» **INSTRUCTIONS**:
1. Please list the three forms of the OCR text that the quoted note in the mailing-list message mentions: the file the entries were extracted from, the version it recommends starting with, and the format it suggests converting to.
2. Answer from the mailing-list message:
(a) When was the reply sent?
(b) What program produced the default Internet Archive OCR?
(c) Which column of the linked page image shows the original?

:: SOURCE TEXT ::

[okfn-labs] Best practice for OCR workflows (re OED 1st edition project)

Mon Jun 24 11:36:58 UTC 2013

On 21 June 2013 21:45, Tom Morris <tfmorris at gmail.com> wrote:

This is fantastic Tom - really useful, thanks so much!

> pps.  Below is the text for a few entries as OCR'd by the default Internet Archive OCR (an old version of Abby FineReader).  This was extracted from the ePub file, but if you wanted to work with the Internet Archive version of the OCR, you'd want to start with the Abby version because it contains more info (and perhaps convert it to hOCR as described in Rod Page's post http://iphylo.blogspot.com/2011/07/correcting-ocr-using-hocr-firefox.html).  To see the original page image look at column 3 here: http://archive.org/stream/oed01arch#page/4/mode/1up

Is there a way to get the Abby version direct from the Archive online
or would one need to ask them specially?

:::
:: PROVIDED RECORDS ::

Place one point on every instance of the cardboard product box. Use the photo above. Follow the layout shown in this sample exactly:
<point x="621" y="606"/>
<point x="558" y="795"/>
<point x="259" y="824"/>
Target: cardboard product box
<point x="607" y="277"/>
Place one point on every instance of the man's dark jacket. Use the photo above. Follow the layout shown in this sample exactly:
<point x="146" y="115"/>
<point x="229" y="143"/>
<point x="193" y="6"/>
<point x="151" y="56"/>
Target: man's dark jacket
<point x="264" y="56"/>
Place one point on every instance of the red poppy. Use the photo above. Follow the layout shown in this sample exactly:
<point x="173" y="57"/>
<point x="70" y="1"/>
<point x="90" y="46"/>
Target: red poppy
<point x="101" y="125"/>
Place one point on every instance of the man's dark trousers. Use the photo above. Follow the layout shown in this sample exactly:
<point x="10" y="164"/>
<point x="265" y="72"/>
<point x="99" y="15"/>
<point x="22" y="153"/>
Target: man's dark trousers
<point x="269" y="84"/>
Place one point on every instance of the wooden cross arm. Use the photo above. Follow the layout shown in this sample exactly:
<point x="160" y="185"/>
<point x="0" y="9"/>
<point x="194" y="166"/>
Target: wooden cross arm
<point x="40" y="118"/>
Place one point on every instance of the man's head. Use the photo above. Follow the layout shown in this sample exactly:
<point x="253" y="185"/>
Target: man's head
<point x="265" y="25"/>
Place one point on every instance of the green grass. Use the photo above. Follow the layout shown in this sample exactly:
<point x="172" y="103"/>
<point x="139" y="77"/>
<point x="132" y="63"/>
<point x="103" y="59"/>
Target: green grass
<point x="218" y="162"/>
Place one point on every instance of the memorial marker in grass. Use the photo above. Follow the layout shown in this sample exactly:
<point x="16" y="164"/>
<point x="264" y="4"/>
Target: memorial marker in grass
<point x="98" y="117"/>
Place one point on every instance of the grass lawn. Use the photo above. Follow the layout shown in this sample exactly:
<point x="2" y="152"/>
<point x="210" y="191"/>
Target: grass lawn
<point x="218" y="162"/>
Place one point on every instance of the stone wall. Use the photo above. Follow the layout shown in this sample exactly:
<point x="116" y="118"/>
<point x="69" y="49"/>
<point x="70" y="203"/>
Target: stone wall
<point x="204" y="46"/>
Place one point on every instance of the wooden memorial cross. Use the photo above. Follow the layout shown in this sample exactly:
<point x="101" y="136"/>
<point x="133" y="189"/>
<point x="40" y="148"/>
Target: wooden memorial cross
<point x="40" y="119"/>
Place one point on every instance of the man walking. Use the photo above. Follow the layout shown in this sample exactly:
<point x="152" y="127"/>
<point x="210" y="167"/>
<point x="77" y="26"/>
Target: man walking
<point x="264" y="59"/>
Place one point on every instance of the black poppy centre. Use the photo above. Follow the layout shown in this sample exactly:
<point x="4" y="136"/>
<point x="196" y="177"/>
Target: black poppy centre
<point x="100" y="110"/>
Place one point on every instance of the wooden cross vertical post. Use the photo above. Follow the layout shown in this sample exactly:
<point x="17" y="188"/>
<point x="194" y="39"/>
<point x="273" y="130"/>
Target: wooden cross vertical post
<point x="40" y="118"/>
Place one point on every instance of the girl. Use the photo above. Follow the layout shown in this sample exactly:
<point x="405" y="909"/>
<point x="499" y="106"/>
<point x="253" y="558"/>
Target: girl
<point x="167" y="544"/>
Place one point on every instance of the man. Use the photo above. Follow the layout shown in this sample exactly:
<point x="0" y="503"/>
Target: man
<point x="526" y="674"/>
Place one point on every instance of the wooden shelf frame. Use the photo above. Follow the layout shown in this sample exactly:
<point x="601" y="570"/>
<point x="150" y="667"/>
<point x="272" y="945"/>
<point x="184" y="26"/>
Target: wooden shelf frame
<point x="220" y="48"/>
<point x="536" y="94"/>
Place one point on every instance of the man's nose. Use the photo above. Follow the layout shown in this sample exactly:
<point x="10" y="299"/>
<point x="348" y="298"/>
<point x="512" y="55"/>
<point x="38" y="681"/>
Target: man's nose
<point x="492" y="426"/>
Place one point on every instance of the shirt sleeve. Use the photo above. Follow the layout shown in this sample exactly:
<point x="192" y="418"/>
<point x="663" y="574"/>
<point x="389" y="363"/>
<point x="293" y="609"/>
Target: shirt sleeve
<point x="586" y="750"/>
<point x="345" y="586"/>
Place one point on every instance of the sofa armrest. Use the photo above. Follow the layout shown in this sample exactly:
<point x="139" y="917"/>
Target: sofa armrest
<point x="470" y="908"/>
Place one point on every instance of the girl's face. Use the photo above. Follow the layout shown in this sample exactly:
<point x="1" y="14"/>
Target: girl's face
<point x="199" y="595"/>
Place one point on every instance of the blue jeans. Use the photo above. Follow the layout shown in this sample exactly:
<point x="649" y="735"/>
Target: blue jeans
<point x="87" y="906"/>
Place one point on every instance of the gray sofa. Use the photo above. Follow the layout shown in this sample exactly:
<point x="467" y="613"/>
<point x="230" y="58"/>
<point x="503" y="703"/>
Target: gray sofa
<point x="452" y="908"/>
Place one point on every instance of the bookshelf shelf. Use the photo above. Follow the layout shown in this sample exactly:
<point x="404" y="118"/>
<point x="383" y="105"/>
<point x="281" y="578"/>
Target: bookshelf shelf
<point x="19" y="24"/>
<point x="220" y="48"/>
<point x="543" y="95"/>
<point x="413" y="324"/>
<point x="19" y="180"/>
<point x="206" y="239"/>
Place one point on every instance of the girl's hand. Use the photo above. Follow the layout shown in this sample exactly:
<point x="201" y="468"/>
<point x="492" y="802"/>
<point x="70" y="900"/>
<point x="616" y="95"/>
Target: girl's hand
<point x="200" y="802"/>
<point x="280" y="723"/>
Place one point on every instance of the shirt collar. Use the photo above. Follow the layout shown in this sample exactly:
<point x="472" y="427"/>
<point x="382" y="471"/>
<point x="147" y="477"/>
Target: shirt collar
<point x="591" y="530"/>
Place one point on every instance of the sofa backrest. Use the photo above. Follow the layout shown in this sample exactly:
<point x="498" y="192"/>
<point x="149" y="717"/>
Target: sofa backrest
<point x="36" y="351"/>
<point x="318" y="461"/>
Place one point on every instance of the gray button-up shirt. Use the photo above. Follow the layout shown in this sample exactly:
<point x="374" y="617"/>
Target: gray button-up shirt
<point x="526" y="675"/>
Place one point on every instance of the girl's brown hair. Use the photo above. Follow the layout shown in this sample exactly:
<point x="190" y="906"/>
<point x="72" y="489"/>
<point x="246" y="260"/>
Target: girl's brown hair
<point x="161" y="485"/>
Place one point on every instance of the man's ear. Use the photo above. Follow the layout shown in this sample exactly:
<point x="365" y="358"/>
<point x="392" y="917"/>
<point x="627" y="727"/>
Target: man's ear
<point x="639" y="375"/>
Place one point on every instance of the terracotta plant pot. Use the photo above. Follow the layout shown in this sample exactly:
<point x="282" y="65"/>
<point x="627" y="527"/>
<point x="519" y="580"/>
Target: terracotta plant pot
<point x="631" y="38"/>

:::

» **EXERCISE SOLUTIONS**:
1.
- ePub file
- Abby version
- hOCR

2.
(a) Mon Jun 24 11:36:58 UTC 2013
(b) An old version of Abby FineReader
(c) Column 3